*** Block opens ***

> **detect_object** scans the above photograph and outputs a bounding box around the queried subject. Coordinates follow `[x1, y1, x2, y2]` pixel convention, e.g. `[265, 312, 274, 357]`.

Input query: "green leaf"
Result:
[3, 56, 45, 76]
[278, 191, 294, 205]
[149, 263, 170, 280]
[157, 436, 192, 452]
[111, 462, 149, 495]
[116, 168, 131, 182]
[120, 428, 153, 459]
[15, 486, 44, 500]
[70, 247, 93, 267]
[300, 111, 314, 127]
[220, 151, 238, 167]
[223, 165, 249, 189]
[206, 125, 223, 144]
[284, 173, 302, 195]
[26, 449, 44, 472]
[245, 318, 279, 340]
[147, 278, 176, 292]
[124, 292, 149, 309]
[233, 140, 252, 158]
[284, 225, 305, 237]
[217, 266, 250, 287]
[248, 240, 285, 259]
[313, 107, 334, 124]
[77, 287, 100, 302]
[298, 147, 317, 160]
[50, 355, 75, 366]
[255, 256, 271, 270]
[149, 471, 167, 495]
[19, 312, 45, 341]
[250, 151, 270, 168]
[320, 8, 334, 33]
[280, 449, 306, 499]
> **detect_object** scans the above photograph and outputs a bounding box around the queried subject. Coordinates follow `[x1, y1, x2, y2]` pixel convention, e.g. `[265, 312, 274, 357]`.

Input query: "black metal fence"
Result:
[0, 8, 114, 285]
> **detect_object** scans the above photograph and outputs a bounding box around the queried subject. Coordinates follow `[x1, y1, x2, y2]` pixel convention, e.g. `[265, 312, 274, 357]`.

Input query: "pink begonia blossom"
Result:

*** Block closes ***

# [Goal of the exercise]
From the records, copy out each line that includes the string "query".

# [Answer for this exercise]
Input query: "green leaf"
Input query: "black metal fence"
Input query: "pink begonia blossom"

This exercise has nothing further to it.